Exercise prompt: In the copy, include every entry exactly but none of the images.

Input records:
■ ■ ■ ■

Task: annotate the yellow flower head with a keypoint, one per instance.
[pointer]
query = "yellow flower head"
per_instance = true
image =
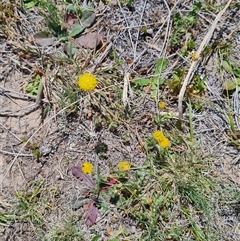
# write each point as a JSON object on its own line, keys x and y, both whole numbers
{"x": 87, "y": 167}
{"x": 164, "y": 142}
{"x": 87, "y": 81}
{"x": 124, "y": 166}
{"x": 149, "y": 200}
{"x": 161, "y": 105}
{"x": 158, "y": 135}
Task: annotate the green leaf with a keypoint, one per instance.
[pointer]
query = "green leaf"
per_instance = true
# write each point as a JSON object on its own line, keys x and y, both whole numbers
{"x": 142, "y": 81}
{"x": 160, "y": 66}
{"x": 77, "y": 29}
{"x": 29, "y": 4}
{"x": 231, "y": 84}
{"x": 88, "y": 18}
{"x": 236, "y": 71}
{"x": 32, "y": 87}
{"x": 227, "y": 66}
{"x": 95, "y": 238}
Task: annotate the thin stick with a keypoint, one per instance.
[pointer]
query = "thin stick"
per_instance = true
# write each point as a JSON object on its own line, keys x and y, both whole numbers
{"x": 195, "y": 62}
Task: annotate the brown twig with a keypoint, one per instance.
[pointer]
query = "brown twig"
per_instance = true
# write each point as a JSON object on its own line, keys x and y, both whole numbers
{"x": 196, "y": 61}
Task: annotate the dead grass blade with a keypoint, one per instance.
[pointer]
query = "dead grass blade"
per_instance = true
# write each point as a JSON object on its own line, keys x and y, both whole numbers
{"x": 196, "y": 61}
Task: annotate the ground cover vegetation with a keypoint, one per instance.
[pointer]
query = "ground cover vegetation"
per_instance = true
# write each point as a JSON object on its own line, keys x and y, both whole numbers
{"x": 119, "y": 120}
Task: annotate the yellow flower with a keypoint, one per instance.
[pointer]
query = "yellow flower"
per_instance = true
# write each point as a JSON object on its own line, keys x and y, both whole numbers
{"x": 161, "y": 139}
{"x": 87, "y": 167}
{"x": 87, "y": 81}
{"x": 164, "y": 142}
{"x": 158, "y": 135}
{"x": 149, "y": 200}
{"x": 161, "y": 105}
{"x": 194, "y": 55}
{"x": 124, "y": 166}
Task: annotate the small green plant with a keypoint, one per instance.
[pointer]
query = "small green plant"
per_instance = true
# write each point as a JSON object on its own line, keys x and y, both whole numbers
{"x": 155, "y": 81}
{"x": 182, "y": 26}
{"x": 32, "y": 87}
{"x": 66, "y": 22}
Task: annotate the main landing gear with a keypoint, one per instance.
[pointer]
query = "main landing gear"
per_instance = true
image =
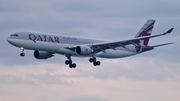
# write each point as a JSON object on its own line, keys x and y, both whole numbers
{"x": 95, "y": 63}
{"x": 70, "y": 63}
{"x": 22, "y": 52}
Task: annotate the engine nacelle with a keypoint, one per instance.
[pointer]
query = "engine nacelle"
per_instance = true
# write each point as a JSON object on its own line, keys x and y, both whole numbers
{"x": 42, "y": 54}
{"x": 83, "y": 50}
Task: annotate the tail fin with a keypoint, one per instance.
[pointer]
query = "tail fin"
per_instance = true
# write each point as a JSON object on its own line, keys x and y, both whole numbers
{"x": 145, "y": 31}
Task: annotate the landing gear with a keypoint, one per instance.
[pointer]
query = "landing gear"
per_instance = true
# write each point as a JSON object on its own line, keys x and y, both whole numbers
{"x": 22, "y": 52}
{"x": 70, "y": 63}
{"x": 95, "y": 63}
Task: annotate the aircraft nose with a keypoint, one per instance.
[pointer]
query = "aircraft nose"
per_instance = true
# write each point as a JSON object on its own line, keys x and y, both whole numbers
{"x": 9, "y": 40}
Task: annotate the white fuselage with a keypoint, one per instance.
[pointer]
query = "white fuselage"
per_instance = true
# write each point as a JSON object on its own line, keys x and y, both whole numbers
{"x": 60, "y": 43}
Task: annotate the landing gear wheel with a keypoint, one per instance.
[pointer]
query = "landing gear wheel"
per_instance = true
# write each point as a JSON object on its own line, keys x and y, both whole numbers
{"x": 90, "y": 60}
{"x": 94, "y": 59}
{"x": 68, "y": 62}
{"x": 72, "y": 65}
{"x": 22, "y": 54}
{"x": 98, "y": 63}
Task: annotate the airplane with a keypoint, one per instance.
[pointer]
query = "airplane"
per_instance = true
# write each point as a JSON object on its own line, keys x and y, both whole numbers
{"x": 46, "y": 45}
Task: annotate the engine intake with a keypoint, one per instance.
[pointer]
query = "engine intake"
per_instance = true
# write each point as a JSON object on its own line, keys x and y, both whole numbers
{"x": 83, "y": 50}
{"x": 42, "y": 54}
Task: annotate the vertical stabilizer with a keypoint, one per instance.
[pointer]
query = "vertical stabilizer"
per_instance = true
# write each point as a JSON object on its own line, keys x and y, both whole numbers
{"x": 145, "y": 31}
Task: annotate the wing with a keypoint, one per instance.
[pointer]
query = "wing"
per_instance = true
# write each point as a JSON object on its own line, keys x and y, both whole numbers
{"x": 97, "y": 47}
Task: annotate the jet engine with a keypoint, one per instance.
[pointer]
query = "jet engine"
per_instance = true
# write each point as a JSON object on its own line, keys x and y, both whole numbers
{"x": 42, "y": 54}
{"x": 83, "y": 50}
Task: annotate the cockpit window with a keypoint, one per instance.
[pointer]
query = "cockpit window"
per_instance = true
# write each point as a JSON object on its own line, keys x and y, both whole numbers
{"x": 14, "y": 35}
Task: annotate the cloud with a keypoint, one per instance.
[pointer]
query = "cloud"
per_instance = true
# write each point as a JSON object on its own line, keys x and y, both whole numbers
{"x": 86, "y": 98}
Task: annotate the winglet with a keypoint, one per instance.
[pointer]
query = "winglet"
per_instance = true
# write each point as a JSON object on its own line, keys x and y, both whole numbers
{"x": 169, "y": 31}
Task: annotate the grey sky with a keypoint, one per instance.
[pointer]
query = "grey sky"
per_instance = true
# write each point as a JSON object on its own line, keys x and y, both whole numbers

■ ■ ■ ■

Reply:
Task: annotate the yellow flower head with a keypoint, one per instance.
[pointer]
query = "yellow flower head"
per_instance = true
image =
# write each point as a JSON object on its own line, keys x and y, both whole numbers
{"x": 87, "y": 167}
{"x": 164, "y": 142}
{"x": 87, "y": 81}
{"x": 124, "y": 166}
{"x": 149, "y": 200}
{"x": 161, "y": 105}
{"x": 158, "y": 135}
Task: annotate the green leaf with a keypoint, one per instance.
[pointer]
query = "green leaf"
per_instance = true
# write each point as a JSON object on its own line, keys x and y, both whole numbers
{"x": 142, "y": 81}
{"x": 160, "y": 66}
{"x": 77, "y": 29}
{"x": 29, "y": 4}
{"x": 231, "y": 84}
{"x": 88, "y": 18}
{"x": 236, "y": 71}
{"x": 32, "y": 87}
{"x": 227, "y": 66}
{"x": 95, "y": 238}
Task: annotate the thin stick with a keypoint, one per instance.
[pointer]
query = "thin stick"
per_instance = true
# write each point as a JSON object on its own line, keys x and y, both whole numbers
{"x": 195, "y": 62}
Task: annotate the brown twig with a keypoint, one per instance.
[pointer]
query = "brown twig"
per_instance = true
# write each point as a JSON object on its own line, keys x and y, both whole numbers
{"x": 196, "y": 61}
Task: annotate the dead grass blade with a keypoint, one per instance.
[pointer]
query = "dead grass blade"
per_instance = true
# write each point as a JSON object on its own line, keys x and y, both whole numbers
{"x": 196, "y": 61}
Task: annotate the ground cover vegetation with a keypoint, one per instance.
[pointer]
query = "ground cover vegetation"
per_instance = true
# write each point as a JSON object on its own line, keys x and y, both whole numbers
{"x": 119, "y": 120}
Task: annotate the yellow flower with a keypoint, one per instance.
[pointer]
query = "yellow flower"
per_instance = true
# write each point as a JSON object on its own line, keys x and y, both whole numbers
{"x": 161, "y": 139}
{"x": 87, "y": 167}
{"x": 87, "y": 81}
{"x": 164, "y": 142}
{"x": 158, "y": 135}
{"x": 149, "y": 200}
{"x": 161, "y": 105}
{"x": 194, "y": 55}
{"x": 124, "y": 166}
Task: annotate the small green plant with a keypoint, one per instance.
[pointer]
query = "small green plant"
per_instance = true
# write each point as a JSON object on its own line, keys x and y, both whole numbers
{"x": 155, "y": 81}
{"x": 182, "y": 26}
{"x": 32, "y": 87}
{"x": 66, "y": 22}
Task: annotate the main landing gear with a keypoint, one per instance.
[pointer]
query = "main landing gear"
per_instance = true
image =
# write each point as a JSON object on its own line, keys x and y, both whole numbers
{"x": 95, "y": 63}
{"x": 70, "y": 63}
{"x": 22, "y": 52}
Task: annotate the engine nacelle with a keypoint, one per instance.
[pointer]
query = "engine nacelle"
per_instance = true
# write each point as a JSON object on its own line, keys x and y, both whole numbers
{"x": 42, "y": 54}
{"x": 83, "y": 50}
Task: annotate the tail fin with a keypoint, one per instance.
[pointer]
query = "tail fin"
per_instance = true
# write each point as a JSON object on its own line, keys x and y, both whole numbers
{"x": 145, "y": 31}
Task: annotate the landing gear with a keypoint, one per instance.
[pointer]
query = "landing gear"
per_instance = true
# write each point as a JSON object on its own line, keys x and y, both whole numbers
{"x": 22, "y": 52}
{"x": 70, "y": 63}
{"x": 95, "y": 63}
Task: annotate the aircraft nose with a keypoint, one per instance.
[pointer]
query = "aircraft nose"
per_instance = true
# write each point as a JSON object on its own line, keys x and y, both whole numbers
{"x": 9, "y": 40}
Task: annotate the white fuselage with a keypoint, one per instance.
[pointer]
query = "white fuselage"
per_instance = true
# write each point as a JSON object on its own line, keys x and y, both whole numbers
{"x": 60, "y": 43}
Task: annotate the landing gear wheel with a keypoint, one per instance.
[pointer]
query = "landing gear wheel"
per_instance = true
# write each point as a JSON object on its own line, keys x and y, both whole numbers
{"x": 90, "y": 60}
{"x": 94, "y": 59}
{"x": 68, "y": 62}
{"x": 72, "y": 65}
{"x": 22, "y": 54}
{"x": 98, "y": 63}
Task: annotate the airplane with a keypoint, one per instance.
[pointer]
query = "airplane"
per_instance = true
# write each point as a JSON object on its own line, keys x and y, both whole numbers
{"x": 46, "y": 45}
Task: annotate the engine intake with a keypoint, one per instance.
[pointer]
query = "engine intake"
per_instance = true
# write each point as a JSON object on its own line, keys x and y, both whole numbers
{"x": 83, "y": 50}
{"x": 42, "y": 54}
Task: annotate the vertical stabilizer with a keypoint, one per instance.
[pointer]
query = "vertical stabilizer"
per_instance = true
# write each point as a JSON object on its own line, keys x and y, both whole numbers
{"x": 145, "y": 31}
Task: annotate the wing with a keypoint, one per instance.
[pointer]
query = "wing"
per_instance = true
# write each point as a JSON object on its own line, keys x and y, both whole numbers
{"x": 97, "y": 47}
Task: annotate the jet engine with a keypoint, one per instance.
[pointer]
query = "jet engine"
per_instance = true
# write each point as a JSON object on its own line, keys x and y, both whole numbers
{"x": 42, "y": 54}
{"x": 83, "y": 50}
Task: annotate the cockpit window with a keypoint, one per instance.
[pointer]
query = "cockpit window"
per_instance = true
# write each point as a JSON object on its own line, keys x and y, both whole numbers
{"x": 14, "y": 35}
Task: annotate the cloud with a keypoint, one per instance.
[pointer]
query = "cloud"
per_instance = true
# write each point as a JSON object on its own line, keys x and y, both whole numbers
{"x": 86, "y": 98}
Task: annotate the winglet with a keypoint, one per instance.
[pointer]
query = "winglet"
per_instance = true
# write each point as a JSON object on its own line, keys x and y, both whole numbers
{"x": 169, "y": 31}
Task: annotate the grey sky with a keypoint, one per instance.
[pointer]
query = "grey sky"
per_instance = true
# write each point as a JSON object on its own line, keys x and y, both whole numbers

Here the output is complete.